Work instructions:
1 - In the blog post on Korean idioms, what is the Korean word for idioms?
2 - Please edit the blog post on Korean idioms by giving it again starting at "In this blog, we" and ending at "their key differences.", with "blog" replaced by "article".

-------- Selection

What makes the Korean language beautiful? Well, it’s the incredible culture behind it! So, let’s unravel some powerful Korean idioms 관용구 (gwanyonggu) today to appreciate the language and Korea better!
Could you imagine how life would be without idioms? We frequently resort to using idioms and proverbs when specific circumstances happen. When we want to offer guidance to another person, we often turn to these, as they are perceived as full of wisdom.
In this blog, we will be learning about Korean idioms. For Korean language learners, this will be beneficial because you can take your language skills to the next level. This will also help language learners to sound more like native speakers, which I think everyone is hoping for. So, let’s not wait any longer and learn some idioms.
How To Say “Idioms” In The Korean Language?
The Korean word for idioms or idiomatic expressions is 관용구 gwanyonggu. Korean idioms are phrases native speakers use in everyday life to express their opinions in a creative and non-literal way. It is a manifestation of how colorful the culture and the language are.
Idiomatic Expressions Vs. Proverbs
Idioms and proverbs are expressions used in certain situations, like giving advice or guidance. But some people are confused with these two. So, let me quickly walk you through their key differences.
An idiom is a phrase that has its meaning but cannot be understood in everyday language. Idioms are expressions that have a different and more profound meaning from their literal meaning. It is used in reading, writing, and speaking to mean something other than what it says. Usually, people use it in poetry, but you can also hear these words spoken in conversations and movies.
On the other hand, proverbs are wise sayings that are used to give advice and suggestions about our daily lives. Unlike idioms, proverbs use literal meanings. There are also a lot of common proverbs to learn, but we will focus on idioms in this blog. If you want to read about traditional Korean proverbs, you can check out this blog.
Here is an example expression that can help you understand the difference between proverbs and idioms more: No pain, no gain (Korean idiom) and Work hard to get what you want (Korean Proverb).
Common Korean Idioms
If you have watched at least one Korean movie or Korean drama, you might have heard some Korean idioms that surely inspired or motivated you. So, let’s widen your knowledge about Korean idioms. Here are some idioms with the words’ literal translation in English.
Literal Translation: Rice cake in a picture
Meaning: Something you long for but are unable to get or cannot afford
Do you ever dream of something you can’t still achieve until now? Well, the best idiom to describe that thing is “Rice cake in a picture (그림의 떡 Geurime Ttok).” Rice cakes are one of the staples in Korean cuisine. If the English language has bread and butter, the Koreans have rice cakes.

----------------
-------- Extracted records

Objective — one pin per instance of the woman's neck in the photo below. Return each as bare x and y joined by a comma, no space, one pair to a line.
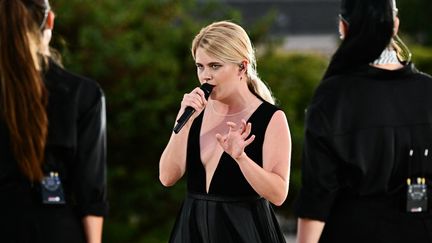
235,105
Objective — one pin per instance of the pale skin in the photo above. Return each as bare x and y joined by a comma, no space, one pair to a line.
309,230
224,129
92,224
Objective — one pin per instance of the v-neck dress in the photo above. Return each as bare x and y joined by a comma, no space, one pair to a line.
231,212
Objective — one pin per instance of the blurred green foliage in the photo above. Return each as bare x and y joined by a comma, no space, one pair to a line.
139,51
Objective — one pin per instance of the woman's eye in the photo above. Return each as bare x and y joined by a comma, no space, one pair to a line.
215,66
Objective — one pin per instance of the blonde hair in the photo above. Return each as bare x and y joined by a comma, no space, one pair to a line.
230,43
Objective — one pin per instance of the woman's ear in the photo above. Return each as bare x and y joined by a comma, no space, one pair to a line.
396,26
50,20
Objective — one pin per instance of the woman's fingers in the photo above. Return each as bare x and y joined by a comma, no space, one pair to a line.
195,99
249,140
246,131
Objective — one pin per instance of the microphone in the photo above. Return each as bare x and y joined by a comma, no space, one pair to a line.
207,88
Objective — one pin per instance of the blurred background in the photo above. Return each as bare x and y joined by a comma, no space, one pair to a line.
139,51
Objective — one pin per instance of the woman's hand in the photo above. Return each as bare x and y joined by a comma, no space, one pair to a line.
196,100
236,140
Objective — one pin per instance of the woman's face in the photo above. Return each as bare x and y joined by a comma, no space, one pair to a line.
225,76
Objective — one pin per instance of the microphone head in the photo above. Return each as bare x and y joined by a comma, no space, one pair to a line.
207,88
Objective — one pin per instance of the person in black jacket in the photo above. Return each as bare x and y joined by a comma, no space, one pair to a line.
367,168
52,136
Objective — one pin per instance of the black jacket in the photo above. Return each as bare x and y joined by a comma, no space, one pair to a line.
359,130
76,148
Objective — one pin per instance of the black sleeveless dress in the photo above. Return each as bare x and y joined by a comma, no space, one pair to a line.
232,212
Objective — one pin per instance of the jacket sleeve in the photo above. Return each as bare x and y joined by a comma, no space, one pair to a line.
320,182
90,169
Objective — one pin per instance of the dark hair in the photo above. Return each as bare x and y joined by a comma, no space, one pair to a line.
370,30
23,96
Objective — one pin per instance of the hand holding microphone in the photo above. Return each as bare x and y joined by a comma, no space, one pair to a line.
189,111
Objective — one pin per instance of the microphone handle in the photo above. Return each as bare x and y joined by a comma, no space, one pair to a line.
183,119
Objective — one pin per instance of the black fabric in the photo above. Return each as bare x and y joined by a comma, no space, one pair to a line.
359,130
76,148
232,211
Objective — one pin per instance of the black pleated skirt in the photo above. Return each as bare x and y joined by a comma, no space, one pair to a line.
214,219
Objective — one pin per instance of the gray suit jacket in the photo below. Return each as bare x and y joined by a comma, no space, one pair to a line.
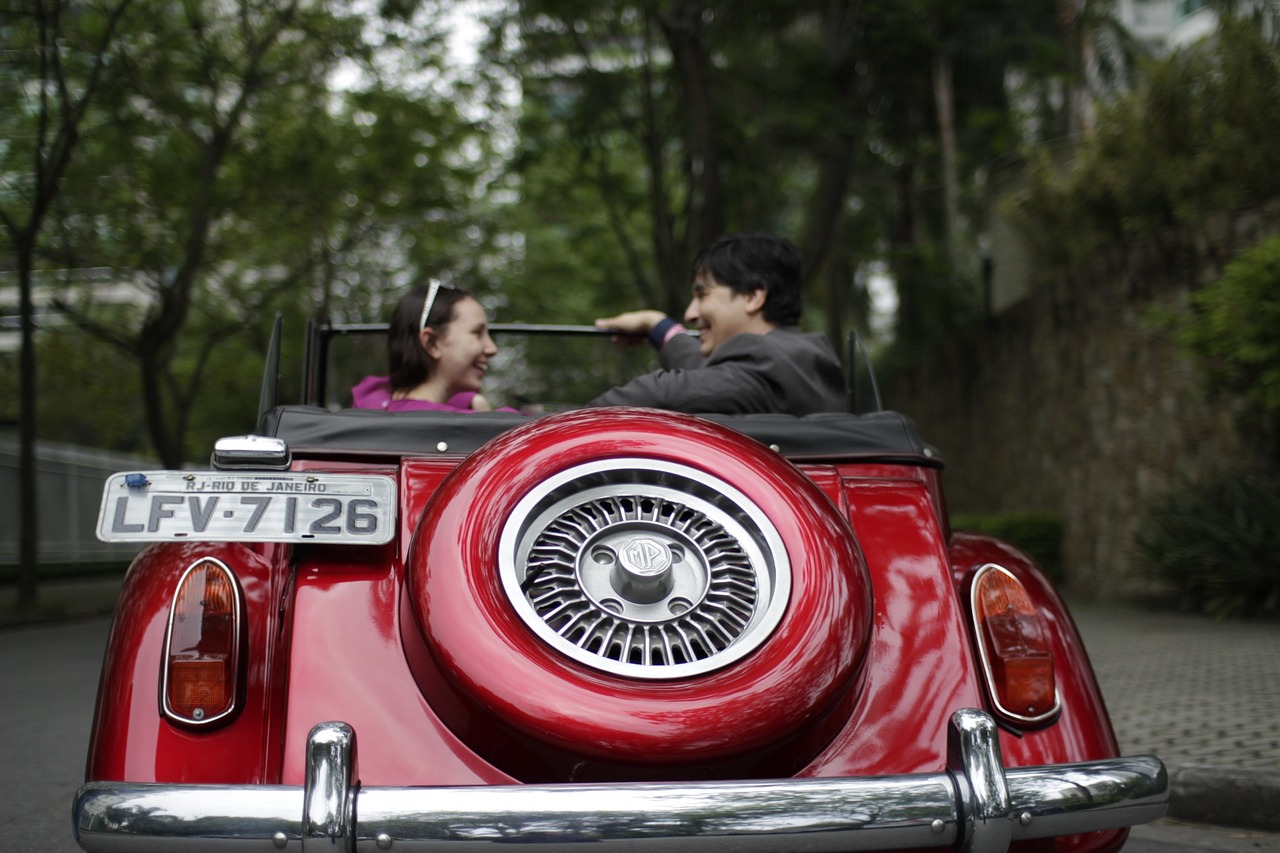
786,370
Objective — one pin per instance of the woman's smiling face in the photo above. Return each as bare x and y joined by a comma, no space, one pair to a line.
462,349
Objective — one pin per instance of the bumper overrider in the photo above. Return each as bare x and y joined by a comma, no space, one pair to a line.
976,804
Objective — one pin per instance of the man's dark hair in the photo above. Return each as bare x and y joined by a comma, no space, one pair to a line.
410,365
749,261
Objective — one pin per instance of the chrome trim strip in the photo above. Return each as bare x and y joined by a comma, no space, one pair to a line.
968,807
328,801
978,769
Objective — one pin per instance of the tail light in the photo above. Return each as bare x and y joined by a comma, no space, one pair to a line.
202,647
1014,646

----------------

Answers for the exercise:
1 - 관용구 (gwanyonggu)

2 -
In this article, we will be learning about Korean idioms. For Korean language learners, this will be beneficial because you can take your language skills to the next level. This will also help language learners to sound more like native speakers, which I think everyone is hoping for. So, let’s not wait any longer and learn some idioms.
How To Say “Idioms” In The Korean Language?
The Korean word for idioms or idiomatic expressions is 관용구 gwanyonggu. Korean idioms are phrases native speakers use in everyday life to express their opinions in a creative and non-literal way. It is a manifestation of how colorful the culture and the language are.
Idiomatic Expressions Vs. Proverbs
Idioms and proverbs are expressions used in certain situations, like giving advice or guidance. But some people are confused with these two. So, let me quickly walk you through their key differences.